(Material for this exercise):
==============================

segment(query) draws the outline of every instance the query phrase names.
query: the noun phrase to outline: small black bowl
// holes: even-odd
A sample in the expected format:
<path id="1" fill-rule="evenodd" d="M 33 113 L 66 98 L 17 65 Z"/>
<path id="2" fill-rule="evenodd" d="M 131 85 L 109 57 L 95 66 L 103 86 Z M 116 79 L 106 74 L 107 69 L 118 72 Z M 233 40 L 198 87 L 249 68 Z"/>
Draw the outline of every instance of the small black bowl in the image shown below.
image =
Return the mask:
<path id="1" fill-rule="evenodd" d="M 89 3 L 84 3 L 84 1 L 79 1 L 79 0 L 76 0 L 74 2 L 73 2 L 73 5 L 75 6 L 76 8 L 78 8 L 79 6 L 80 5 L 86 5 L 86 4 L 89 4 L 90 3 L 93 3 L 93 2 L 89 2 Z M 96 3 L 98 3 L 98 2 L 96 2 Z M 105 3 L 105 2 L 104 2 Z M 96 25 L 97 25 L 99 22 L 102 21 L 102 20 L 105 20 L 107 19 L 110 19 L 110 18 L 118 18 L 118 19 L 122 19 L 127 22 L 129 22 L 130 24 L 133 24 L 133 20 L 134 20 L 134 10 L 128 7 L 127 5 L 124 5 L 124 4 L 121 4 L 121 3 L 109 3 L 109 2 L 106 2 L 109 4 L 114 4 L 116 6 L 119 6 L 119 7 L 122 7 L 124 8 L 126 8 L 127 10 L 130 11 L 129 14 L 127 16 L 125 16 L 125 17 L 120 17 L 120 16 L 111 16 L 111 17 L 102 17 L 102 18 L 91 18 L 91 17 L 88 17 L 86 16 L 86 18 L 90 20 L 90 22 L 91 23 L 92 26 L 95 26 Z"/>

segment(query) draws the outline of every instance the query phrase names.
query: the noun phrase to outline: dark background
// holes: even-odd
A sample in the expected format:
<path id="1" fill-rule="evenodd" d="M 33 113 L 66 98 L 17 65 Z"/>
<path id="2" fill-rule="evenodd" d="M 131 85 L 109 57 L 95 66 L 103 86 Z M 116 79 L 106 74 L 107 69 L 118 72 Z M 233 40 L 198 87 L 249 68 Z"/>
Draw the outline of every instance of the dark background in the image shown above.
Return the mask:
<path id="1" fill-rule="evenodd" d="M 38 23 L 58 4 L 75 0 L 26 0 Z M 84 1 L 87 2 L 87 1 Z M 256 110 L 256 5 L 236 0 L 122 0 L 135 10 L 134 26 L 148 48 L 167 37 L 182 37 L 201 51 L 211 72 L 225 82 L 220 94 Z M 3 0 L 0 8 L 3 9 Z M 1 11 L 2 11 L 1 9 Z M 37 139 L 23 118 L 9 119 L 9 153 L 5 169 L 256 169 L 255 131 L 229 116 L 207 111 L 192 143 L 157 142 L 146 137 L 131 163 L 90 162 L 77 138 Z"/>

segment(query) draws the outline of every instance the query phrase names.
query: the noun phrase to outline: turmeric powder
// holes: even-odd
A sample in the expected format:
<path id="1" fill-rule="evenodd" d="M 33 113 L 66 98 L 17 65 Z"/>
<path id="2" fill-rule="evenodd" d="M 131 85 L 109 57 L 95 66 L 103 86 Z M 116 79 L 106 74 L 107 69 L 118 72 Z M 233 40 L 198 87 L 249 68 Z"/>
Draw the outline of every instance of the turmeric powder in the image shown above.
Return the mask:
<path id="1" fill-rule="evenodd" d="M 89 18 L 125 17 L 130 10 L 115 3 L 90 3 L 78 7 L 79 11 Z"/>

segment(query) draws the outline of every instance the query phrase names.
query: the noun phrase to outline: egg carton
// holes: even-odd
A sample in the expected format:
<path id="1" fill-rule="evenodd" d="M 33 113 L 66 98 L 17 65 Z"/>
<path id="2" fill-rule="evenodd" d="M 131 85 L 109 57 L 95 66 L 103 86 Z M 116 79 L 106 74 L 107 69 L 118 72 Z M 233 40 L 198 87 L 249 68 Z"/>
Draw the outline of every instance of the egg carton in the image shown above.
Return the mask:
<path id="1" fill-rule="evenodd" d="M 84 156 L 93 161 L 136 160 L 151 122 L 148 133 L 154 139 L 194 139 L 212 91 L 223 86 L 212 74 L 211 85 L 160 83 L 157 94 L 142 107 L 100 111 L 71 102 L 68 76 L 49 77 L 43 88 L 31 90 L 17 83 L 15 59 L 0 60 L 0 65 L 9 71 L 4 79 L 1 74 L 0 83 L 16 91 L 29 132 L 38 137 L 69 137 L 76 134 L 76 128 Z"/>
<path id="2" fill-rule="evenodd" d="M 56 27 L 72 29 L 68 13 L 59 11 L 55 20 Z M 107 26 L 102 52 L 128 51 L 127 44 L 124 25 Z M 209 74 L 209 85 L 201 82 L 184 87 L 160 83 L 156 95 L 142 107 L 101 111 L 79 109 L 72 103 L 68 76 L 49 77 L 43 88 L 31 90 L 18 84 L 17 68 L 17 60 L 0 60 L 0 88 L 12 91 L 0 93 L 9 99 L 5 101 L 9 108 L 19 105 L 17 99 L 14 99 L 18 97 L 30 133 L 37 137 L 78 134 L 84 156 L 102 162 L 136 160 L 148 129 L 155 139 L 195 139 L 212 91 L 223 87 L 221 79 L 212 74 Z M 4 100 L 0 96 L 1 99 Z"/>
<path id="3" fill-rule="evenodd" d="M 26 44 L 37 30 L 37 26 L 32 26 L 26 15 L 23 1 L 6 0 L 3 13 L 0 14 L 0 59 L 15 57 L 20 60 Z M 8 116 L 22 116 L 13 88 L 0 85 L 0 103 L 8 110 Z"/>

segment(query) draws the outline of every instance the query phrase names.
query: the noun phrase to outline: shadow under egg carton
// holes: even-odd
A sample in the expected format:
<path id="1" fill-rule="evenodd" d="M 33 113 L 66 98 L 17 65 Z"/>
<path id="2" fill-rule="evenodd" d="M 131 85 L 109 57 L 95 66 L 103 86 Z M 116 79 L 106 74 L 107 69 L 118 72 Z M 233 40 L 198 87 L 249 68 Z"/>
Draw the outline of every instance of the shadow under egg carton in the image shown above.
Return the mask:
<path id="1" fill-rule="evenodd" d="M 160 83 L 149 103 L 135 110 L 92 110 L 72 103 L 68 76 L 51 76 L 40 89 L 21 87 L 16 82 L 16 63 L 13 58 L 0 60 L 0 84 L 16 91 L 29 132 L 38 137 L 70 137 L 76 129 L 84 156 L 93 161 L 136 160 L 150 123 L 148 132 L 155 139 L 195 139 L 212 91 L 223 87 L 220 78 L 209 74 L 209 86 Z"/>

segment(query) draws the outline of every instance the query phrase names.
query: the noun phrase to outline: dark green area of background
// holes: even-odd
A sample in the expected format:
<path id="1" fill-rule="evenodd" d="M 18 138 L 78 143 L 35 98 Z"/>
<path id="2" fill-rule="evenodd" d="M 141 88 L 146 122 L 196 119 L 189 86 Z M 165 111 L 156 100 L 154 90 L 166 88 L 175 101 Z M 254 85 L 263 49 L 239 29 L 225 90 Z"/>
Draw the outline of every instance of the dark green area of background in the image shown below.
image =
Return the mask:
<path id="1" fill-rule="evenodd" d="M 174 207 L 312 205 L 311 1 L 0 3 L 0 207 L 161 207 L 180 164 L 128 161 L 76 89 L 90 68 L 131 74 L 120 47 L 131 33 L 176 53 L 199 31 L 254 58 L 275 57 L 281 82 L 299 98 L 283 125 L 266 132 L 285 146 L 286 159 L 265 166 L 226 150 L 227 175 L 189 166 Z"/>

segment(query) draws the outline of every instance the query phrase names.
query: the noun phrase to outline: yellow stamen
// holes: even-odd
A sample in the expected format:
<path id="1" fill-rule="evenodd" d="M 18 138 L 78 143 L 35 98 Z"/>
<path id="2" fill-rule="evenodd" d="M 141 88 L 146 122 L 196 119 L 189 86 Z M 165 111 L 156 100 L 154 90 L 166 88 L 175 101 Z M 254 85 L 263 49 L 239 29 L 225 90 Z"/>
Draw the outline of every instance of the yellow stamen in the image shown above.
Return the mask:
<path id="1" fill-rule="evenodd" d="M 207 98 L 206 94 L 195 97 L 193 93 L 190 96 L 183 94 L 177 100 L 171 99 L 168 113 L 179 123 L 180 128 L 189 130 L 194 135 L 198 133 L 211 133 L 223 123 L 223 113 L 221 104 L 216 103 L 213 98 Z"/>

==============================

(Instructions for the task):
Report each line of the entries above that contains the string "area", taking case into account.

(Result of this task):
query: the noun phrase to outline: dark green area of background
Draw the outline of every instance of the dark green area of background in the image shown below.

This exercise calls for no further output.